**Extrait à lire:**
Chroniques de Philippe Curval

Philip K. Dick : Nouvelles : 1952-1953

tome II de l'intégrale des nouvelles de Science-Fiction, 1995

chronique par Philippe Curval, 1996

par ailleurs :
la Famille assiégée

Connaissez-vous ce dessin de Virgil Partch, grand humoriste des années 1950 ? Il représente un homme allongé au pied de son tabouret de bar. Au sommet de son crâne fuse un jet de vapeur. L'un des consommateurs commente : « Heureusement qu'il porte une soupape de sécurité, sinon, il aurait éclaté sous la pression. ».

Une vraie cocotte-minute. Tel me semble l'état mental de Philip K. Dick, entre 1952 et 1953, rédigeant 37 nouvelles dans l'année. Le deuxième tome de l'intégrale, qui vient de paraître, aux textes mis en chronologie et aux traductions harmonisées par Hélène Collon, en témoigne. Ce n'est pas une réelle performance car, en Science-Fiction, le travail à la chaîne excite l'imaginaire et favorise la production d'idées. À 23 ans, il vient de renoncer provisoirement à la littérature générale afin de profiter de l'essor des revues de SF. De fait, il subvient aux besoins du ménage. À l'époque où il conquiert sa liberté, se constitue dans son esprit un monde idéal dont la famille serait le noyau central. « Les pouvoirs de l'État sont limités […] Si on n'aime pas son métier, ici il est permis d'en changer. Et l'euthanasie obligatoire n'existe pas. » Ainsi esquisse-t-il avec humour un semblant d'utopie, dans "Reconstitution historique". Là, Miller découvre une faille temporelle au cœur du musée du xxe siècle dont il est le spécialiste. Il y retrouve sa famille rêvée à l'époque qu'il préfère. Malgré les injonctions de son directeur, il refuse de revenir au xxiie siècle où les valeurs traditionnelles sont éradiquées. À peine installé dans son utopie, Miller ramasse le journal au pied de son vieux fauteuil et lit : « La Russie s'annonce en possession de la bombe au cobalt. L'anéantissement du globe est à craindre. ». Intéressante contradiction, puisque l'explosion de cette bombe ne saurait se produire, sinon Miller n'aurait jamais l'occasion de fuir le xxiie siècle. Le mal s'insinue jusque dans la logique.

Cette vie d'équilibre à laquelle Dick aspire se révèle le haut lieu des conflits. En pratiquant le collage surréaliste à la manière d'un Max Ernst, il introduit une batterie d'éléments explosifs au sein de la cellule familiale avec une jubilation perverse. Mutants, extraterrestres, monstres hybrides, télépathes, guerres spatiales, conflits nucléaires, racisme, colonisation, chercheurs fous, administration, systèmes impérialistes, robots, fondent autant de prétextes à détruire l'équilibre confortable de l'existence pavillonnaire. Fréquence des ambiances feutrées de l'American way of life où les personnages, brunette, fiston, fillette, finissent par se laisser absorber par le conte/univers parallèle, victimes innocentes ou consentantes. Ses héros n'y résistent pas.

**Liste des consignes:**
A. D'après la chronique sur les nouvelles de Philip K. Dick, qui a mis les textes du deuxième tome en ordre chronologique et harmonisé les traductions ?
B. Reprenez la chronique consacrée aux nouvelles de Philip K. Dick à partir de l'endroit où elle s'arrête.
Le listing qui suit n'intervient d'aucune manière dans ce travail.

**Extrait de données:**
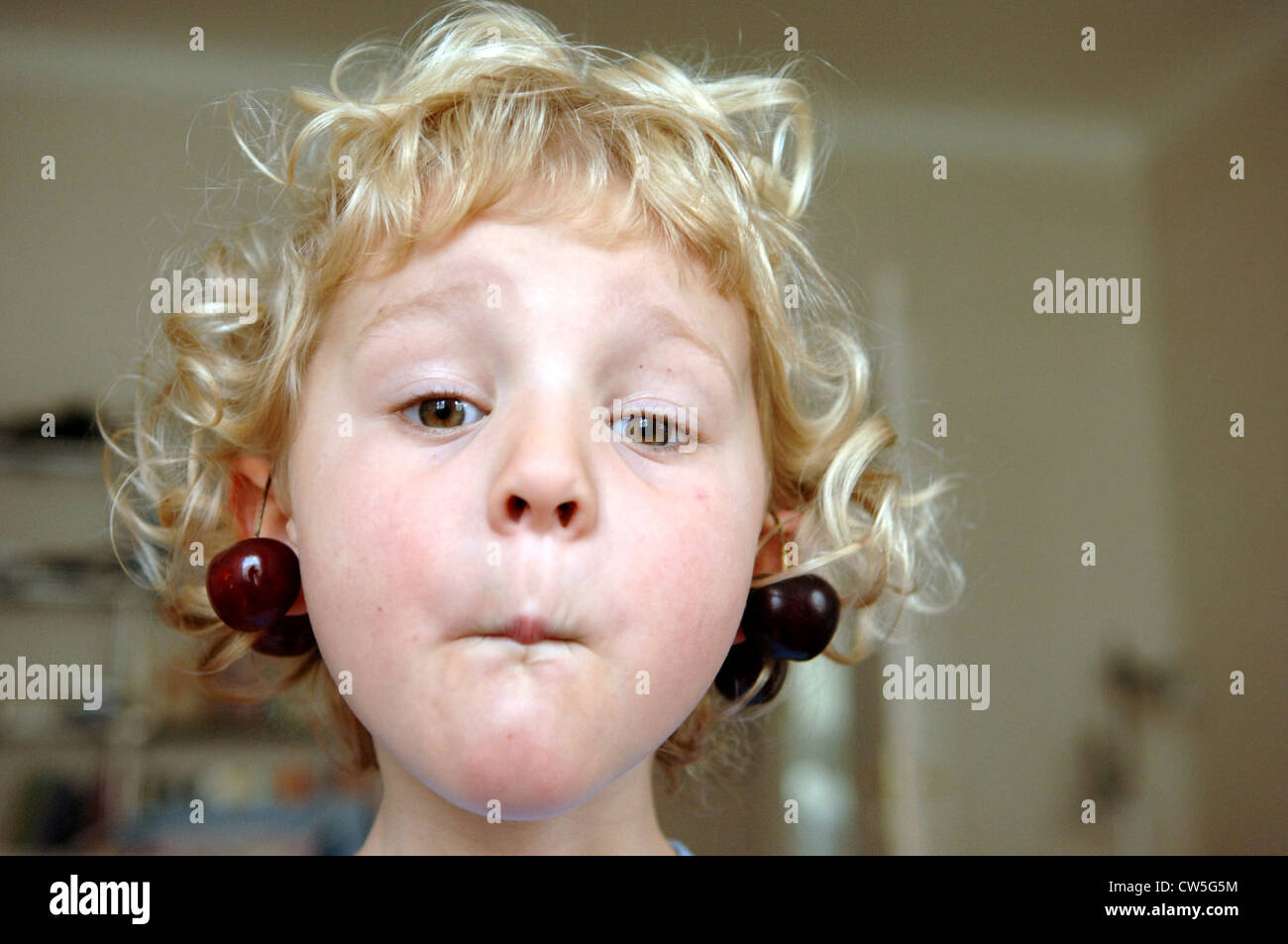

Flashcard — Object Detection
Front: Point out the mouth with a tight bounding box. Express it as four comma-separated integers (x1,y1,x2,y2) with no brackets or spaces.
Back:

**Résultats obtenus:**
A. Hélène Collon

B.
La famille est assiégée.

"Le Père truqué", nouvelle-phare de cette année 1953, en constitue la démonstration par l'absurde. Tout un foyer, à commencer par le père, est remplacé par des entités étrangères. Mais pourquoi ?

Parce que « le paranoïaque voit les choses telles qu'elles sont vraiment ; il est en fait le seul homme sain d'esprit. » affirme North dans le texte le plus provocateur du recueil, "Non-O". Non sans un clin d'œil au Monde des Ā de Van Vogt, Dick pousse la psychose jusqu'en ses ultimes conséquences critiques. Au jeune Lemuel qui détruit fauteuils, divan, meubles, tapis, livres, lampe, de sa chambre jusqu'à en faire une bouillie indistincte afin de prouver que la réalité n'est qu'illusion, une bande de décideurs illuminés répondent : « Tu es pure logique. […] Tu ne connais aucun des sentiments humains normaux. ». Avec raison, « car l'univers est une gestalt, une substance unifiée sans division entre […] être et non-être. ». Il faut donc rétablir l'« immensité indifférenciée faite d'énergie pure. ». Les Non-O s'y emploient. Jusqu'à ce que des Humains horriblement irrationnels contrarient leur projet.

Car Dick s'acharne à démontrer qu'il n'est pas dupe de ses propres constructions délirantes, même si leurs conclusions sont ambiguës jusqu'à l'extrême. S'il dévoile l'incertitude du champ des possibles dans "le Banlieusard", s'il joue avec duplicité sur la notion de responsabilité dans "le Problème des bulles", d'humanité dans "l'Imposteur", sur le concept d'identité avec "Rajustement", sur la validité des textes sacrés dans "un Auteur éminent", sur la justesse des mots dans "À vue d'œil", c'est de son environnement familier qu'il traite. Par extension, c'est l'apparence de notre monde qu'il maltraite, pas son essence. Son mysticisme inavoué le conduit à espérer fermement que la bonté sauvera l'espèce humaine.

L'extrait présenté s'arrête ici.